Show every line in the entries below that contains the word "window".

· · · ·

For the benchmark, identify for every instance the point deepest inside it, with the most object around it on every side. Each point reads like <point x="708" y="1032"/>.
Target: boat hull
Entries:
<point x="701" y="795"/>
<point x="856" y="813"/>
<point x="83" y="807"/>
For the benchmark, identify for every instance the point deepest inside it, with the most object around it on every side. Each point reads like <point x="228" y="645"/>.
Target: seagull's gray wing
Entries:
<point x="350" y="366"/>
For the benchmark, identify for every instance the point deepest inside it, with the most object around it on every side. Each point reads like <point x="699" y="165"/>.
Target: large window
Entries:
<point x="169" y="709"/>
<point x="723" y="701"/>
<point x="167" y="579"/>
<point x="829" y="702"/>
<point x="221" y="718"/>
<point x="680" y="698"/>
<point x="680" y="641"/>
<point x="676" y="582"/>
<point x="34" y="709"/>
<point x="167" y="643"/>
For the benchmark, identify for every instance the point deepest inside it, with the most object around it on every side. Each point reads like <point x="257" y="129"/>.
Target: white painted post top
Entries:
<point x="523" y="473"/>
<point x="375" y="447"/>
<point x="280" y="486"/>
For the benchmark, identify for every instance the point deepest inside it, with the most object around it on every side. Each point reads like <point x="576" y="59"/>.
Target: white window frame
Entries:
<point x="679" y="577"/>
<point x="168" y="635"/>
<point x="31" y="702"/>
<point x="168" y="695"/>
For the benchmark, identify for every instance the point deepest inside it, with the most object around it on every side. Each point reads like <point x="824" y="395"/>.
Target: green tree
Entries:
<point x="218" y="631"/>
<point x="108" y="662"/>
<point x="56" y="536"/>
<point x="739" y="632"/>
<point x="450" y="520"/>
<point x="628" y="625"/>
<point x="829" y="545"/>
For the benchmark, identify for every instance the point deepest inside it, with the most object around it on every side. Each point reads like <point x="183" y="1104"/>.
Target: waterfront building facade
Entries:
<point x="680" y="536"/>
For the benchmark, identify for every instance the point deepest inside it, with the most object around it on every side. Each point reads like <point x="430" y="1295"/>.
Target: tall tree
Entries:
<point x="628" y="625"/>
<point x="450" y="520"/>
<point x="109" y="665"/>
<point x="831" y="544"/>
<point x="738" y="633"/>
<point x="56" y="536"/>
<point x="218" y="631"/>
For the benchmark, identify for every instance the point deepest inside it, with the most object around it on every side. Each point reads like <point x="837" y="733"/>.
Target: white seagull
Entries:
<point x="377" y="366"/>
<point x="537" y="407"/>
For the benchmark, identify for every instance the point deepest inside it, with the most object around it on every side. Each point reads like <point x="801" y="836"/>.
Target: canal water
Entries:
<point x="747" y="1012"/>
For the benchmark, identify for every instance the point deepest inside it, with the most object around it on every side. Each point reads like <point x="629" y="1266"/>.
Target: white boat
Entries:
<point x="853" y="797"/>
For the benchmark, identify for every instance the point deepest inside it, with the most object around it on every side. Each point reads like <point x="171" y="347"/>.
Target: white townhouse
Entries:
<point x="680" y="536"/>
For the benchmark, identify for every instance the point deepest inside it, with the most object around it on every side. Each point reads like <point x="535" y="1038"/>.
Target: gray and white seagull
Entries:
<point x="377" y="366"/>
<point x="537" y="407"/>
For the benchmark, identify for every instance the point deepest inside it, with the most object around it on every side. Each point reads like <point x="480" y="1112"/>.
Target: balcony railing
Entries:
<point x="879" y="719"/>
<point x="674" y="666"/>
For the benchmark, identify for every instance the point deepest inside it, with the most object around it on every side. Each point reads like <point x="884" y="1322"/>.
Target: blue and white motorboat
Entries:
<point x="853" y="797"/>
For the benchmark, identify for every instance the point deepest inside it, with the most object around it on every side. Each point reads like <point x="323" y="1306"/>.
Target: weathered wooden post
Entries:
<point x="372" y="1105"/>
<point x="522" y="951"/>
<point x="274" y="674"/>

· · · ·

### [FINISHED ANSWER]
Target: large window
Target: white window frame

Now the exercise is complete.